Zu bearbeiten
[A] Erläutern Sie anhand des Beschlusses des VG Sigmaringen, weshalb bereits begangene, aber noch nicht rechtskräftig geahndete Verkehrsverstöße das Unterschreiten der Schwelle nach § 4 Abs. 3 Satz 1 Nrn. 1 und 2 StVG nicht hindern.
[B] Welches Aktenzeichen trägt der Beschluss des VG Sigmaringen?
[C] Geben Sie aus dem Beschluss des VG Sigmaringen alles von "Urteil des VG" bis hinunter zu "zahlung, zeitpunkt, teilnahme)" wortgetreu wieder.

Ausgangstext
= = = =

Urteil des VG Sigmaringen vom 02.02.2009

VG Sigmaringen (antragsteller, aufschiebende wirkung, verwarnung, verfügung, abgrenzung zu, gebühr, vollziehung, zahlung, zeitpunkt, teilnahme)

VG Sigmaringen Beschluß vom 2.2.2009, 1 K 2858/08
Mehrfach-Punkte-System; Verwarnung; Rechtskraftprinzip; Tattagprinzip; Punktereduzierung aufgrund
von Tilgung nach § 29 StVG
Leitsätze
Bei der Beurteilung der Frage, ob die im Verkehrszentralregister nach Tilgung nach § 29 StVG noch eingetragenen
Punkte die Schwelle der Maßnahmen nach § 4 Abs. 3 Satz 1 Nrn. 1 und 2 StVG wieder unterschritten haben, sind
nur rechtskräftige Entscheidungen über Straftaten und Ordnungswidrigkeiten zu berücksichtigen. Bereits
begangene, aber noch nicht rechtskräftig geahndete Verkehrsverstöße (Tattagprinzip) werden nicht berücksichtigt
und hindern das Unterschreiten dieser Schwelle nicht (Abgrenzung zu BVerwG, Urteil vom 25.09.2008 - 3 C 3.07 -
juris).

= = = =

Erfasste Daten
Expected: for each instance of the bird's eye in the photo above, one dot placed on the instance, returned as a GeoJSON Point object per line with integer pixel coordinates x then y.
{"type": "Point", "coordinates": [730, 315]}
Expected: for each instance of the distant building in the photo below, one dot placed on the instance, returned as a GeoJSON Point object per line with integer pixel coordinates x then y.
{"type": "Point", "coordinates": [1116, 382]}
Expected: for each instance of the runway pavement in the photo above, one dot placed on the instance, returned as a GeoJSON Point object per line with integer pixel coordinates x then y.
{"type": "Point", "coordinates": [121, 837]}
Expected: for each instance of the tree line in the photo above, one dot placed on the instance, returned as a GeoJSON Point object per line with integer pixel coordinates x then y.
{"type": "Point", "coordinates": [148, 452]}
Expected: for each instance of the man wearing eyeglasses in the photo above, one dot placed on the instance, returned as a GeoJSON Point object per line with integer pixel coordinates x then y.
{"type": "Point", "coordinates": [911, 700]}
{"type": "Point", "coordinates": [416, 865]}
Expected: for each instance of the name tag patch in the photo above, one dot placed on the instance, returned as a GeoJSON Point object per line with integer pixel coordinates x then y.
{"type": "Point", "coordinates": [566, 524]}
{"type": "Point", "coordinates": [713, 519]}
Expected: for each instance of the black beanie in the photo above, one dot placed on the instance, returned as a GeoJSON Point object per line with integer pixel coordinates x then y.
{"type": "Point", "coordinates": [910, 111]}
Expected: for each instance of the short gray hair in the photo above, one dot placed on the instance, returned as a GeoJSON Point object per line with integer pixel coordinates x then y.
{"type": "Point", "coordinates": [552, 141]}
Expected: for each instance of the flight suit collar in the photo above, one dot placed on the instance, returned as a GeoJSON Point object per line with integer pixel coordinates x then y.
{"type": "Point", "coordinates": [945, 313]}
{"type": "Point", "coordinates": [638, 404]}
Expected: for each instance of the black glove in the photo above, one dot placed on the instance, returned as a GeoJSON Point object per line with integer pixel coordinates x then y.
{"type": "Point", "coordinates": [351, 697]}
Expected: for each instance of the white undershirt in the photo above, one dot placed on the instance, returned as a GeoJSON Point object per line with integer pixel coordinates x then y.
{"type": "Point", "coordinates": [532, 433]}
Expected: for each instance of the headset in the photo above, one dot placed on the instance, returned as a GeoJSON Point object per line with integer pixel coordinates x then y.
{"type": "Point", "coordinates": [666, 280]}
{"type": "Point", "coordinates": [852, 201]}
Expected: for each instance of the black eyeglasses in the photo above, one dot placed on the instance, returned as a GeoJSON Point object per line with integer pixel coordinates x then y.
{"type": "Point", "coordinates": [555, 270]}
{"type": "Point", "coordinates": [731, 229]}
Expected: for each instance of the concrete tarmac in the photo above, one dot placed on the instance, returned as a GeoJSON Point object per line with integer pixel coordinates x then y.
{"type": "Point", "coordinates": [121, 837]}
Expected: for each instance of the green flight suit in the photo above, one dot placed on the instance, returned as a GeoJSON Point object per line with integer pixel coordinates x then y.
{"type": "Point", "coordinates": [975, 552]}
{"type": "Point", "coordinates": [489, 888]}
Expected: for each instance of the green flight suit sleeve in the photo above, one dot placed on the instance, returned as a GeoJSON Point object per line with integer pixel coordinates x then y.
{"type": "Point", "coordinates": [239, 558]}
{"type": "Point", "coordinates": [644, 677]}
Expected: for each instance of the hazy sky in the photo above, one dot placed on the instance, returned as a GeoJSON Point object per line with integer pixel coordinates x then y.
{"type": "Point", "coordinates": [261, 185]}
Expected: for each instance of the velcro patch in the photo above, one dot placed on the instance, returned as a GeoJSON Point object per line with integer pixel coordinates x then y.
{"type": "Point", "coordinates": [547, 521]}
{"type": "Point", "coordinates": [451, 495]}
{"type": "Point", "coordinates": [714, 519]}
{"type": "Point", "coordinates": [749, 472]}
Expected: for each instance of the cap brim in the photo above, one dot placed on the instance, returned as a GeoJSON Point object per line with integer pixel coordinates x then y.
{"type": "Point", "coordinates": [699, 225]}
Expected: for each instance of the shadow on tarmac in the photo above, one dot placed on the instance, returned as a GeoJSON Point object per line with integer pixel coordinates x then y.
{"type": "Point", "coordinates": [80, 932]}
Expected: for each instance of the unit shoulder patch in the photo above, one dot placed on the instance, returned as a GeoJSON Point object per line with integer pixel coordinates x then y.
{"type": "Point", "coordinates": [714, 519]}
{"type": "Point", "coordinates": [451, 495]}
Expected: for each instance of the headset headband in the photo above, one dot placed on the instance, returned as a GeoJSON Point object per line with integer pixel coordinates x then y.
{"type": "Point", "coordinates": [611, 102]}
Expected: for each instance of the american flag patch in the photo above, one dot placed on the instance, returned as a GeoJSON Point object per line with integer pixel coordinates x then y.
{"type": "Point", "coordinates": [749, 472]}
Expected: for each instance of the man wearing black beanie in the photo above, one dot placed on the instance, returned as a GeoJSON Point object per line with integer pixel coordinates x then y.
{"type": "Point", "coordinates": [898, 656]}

= = = =

Lösungen
[A] Bei der Prüfung, ob die nach Tilgung gemäß § 29 StVG noch eingetragenen Punkte die Schwelle wieder unterschritten haben, sind nach dem Leitsatz nur rechtskräftige Entscheidungen über Straftaten und Ordnungswidrigkeiten zu berücksichtigen. Noch nicht rechtskräftig geahndete Verstöße bleiben deshalb außer Betracht und können das Unterschreiten nicht verhindern.

[B] 1 K 2858/08

[C]
Urteil des VG Sigmaringen vom 02.02.2009

VG Sigmaringen (antragsteller, aufschiebende wirkung, verwarnung, verfügung, abgrenzung zu, gebühr, vollziehung, zahlung, zeitpunkt, teilnahme)